=== DOCUMENT PASSAGE ===
-------------------------

OSS persistent volumes (PVs) support multiple clients, but full write support degrades read performance. Read/write splitting addresses this by routing reads and writes through separate mount paths — a read-optimized path for data loading and a write path for checkpoints or outputs. This significantly improves throughput in read-intensive workloads such as model training, inference, and data analytics.
This topic explains how to implement read/write splitting for OSS PVs using ossfs clients or the OSS SDK, with a worked example based on a MNIST handwriting recognition training job.
Prerequisites
Before you begin, ensure that you have:
-
A cluster with the Container Storage Interface (CSI) component installed. Different clients require different CSI versions — upgrade to the latest version. For more information, see Manage csi-plugin and csi-provisioner components.
-
An OSS bucket in the same Alibaba Cloud account as the cluster.
Keep the OSS bucket in the same account as the cluster. Cross-account OSS access is not recommended.
Choose a client
OSS PVs support three clients: ossfs 1.0, ossfs 2.0, and strmvol. All three support read-only access. Their write support differs:
| Client | Read-only | Read/write | Best for |
|---|---|---|---|
| ossfs 1.0 | Yes | Full write | General read/write workloads; direct read mode available (v1.91+) |
| ossfs 2.0 | Yes | Sequential append writes only | Read-heavy workloads; requires CSI >= 1.33.1 |
| strmvol | Yes | — | Many small files (datasets, time-series logs, quantitative backtesting) |
For detailed guidance on choosing a client, see Client selection reference.
Use cases
Read-only access
Set the PV access mode to ReadOnlyMany to prevent accidental data modification. This is appropriate for inference, data analytics, and log queries in big data services.
-
For read-heavy workloads, use ossfs 2.0 (requires CSI >= 1.33.1). See Use ossfs 2.0 PVs.
-
For workloads that read many small files, use strmvol. See Use strmvol PVs.
To tune ossfs 1.0 for read-only scenarios, configure these parameters in otherOpts. Most workloads do not need to change these defaults — adjust them only when you have a specific performance requirement.
| Parameter | Default | Description |
|---|---|---|
kernel_cache |
Disabled | Enables the kernel buffer cache. Use when real-time access to the latest content is not required. Cache hits are served from memory not used by other processes. |
parallel_count |
20 | Number of concurrent shards for uploading or downloading large files. |
max_multireq |
20 | Maximum concurrent requests for object metadata listing. Must be >= parallel_count. |
max_stat_cache_size |
1000 | Number of cached metadata entries. Set to 0 to disable. Increase this value to speed up ls in directories with many files — 10,000 entries consume about 40 MB of memory. |
direct_read |
Disabled | Direct read mode for read-only scenarios (ossfs 1.91 and later). See Features and performance testing of the new ossfs 1.0 version and Performance optimization for read-only scenarios. |
Read/write access
Set the PV access mode to ReadWriteMany for workloads that write data.

-------------------------

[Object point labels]
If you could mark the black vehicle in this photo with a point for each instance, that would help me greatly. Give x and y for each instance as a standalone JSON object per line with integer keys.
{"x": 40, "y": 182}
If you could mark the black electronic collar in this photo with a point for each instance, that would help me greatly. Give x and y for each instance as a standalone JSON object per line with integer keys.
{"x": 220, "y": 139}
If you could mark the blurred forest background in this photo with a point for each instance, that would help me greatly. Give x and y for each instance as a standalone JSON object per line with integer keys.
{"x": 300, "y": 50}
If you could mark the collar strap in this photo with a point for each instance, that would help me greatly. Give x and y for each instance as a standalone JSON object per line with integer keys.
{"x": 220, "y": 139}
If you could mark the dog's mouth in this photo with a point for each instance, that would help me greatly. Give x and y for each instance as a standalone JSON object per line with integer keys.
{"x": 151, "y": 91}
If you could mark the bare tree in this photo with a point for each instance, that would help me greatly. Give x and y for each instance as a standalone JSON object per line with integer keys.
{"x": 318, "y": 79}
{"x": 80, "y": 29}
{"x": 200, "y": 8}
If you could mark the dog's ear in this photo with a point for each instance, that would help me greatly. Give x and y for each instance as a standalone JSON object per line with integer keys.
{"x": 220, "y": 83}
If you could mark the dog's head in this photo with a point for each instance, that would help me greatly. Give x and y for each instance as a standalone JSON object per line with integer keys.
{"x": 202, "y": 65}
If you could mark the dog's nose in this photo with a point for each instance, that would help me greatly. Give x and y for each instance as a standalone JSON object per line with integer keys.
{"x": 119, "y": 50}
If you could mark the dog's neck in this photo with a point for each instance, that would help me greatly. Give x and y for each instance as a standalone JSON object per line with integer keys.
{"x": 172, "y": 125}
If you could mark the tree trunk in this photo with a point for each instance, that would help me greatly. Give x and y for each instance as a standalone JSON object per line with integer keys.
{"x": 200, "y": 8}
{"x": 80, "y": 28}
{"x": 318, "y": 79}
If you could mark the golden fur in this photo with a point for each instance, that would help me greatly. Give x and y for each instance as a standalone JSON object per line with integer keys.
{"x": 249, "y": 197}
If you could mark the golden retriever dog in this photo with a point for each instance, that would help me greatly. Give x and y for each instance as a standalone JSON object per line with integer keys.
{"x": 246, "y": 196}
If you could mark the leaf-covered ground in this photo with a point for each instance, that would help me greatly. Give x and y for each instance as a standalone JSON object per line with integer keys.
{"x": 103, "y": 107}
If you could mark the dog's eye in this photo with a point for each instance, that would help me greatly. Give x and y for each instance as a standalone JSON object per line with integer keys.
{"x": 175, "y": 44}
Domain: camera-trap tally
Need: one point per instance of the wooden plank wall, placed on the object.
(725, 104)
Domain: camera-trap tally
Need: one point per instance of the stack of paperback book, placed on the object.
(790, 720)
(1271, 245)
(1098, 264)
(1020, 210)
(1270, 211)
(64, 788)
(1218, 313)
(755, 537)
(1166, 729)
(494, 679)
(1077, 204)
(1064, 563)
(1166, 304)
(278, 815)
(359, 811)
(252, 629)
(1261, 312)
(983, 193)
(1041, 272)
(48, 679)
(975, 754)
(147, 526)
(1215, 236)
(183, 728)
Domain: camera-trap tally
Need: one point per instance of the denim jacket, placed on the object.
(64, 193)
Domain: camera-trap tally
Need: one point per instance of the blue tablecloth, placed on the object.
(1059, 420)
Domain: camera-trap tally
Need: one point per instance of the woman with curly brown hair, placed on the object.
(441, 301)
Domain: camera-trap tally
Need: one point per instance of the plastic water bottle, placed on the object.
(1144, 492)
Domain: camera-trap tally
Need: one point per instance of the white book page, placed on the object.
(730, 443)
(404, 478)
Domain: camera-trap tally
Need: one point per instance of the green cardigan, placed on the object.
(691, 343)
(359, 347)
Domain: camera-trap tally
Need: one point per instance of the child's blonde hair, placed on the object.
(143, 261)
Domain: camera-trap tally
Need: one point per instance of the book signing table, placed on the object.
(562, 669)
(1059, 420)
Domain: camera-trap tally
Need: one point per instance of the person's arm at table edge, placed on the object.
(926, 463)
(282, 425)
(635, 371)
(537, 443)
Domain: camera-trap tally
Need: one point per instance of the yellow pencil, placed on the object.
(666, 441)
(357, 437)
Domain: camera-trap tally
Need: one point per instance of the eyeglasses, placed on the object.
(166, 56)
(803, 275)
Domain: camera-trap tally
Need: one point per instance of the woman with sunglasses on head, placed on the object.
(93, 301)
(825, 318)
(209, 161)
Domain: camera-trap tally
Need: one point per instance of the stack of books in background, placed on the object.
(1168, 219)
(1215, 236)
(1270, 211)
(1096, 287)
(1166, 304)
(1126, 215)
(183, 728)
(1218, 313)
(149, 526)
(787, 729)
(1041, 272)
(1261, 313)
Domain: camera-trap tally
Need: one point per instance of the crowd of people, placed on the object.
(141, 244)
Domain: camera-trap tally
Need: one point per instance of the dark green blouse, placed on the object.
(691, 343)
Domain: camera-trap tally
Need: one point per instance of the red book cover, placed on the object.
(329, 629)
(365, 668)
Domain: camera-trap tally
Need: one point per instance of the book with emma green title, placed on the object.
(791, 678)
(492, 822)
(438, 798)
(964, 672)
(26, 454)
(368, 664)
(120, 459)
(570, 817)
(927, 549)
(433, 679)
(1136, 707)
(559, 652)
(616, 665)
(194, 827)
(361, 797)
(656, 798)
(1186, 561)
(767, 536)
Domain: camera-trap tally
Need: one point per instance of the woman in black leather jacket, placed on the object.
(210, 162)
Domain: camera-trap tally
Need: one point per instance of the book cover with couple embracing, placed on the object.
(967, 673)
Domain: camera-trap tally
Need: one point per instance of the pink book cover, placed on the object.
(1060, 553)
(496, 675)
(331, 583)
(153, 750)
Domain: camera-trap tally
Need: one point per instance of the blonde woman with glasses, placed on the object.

-------------------------

=== PROBLEM DESCRIPTION ===
Reproduce the read/write splitting page from "This topic explains" to "is not recommended.", switching each "OSS bucket" to "storage bucket".

=== RESPONSE TO THE TASK ===
This topic explains how to implement read/write splitting for OSS PVs using ossfs clients or the OSS SDK, with a worked example based on a MNIST handwriting recognition training job.
Prerequisites
Before you begin, ensure that you have:
-
A cluster with the Container Storage Interface (CSI) component installed. Different clients require different CSI versions — upgrade to the latest version. For more information, see Manage csi-plugin and csi-provisioner components.
-
An storage bucket in the same Alibaba Cloud account as the cluster.
Keep the storage bucket in the same account as the cluster. Cross-account OSS access is not recommended.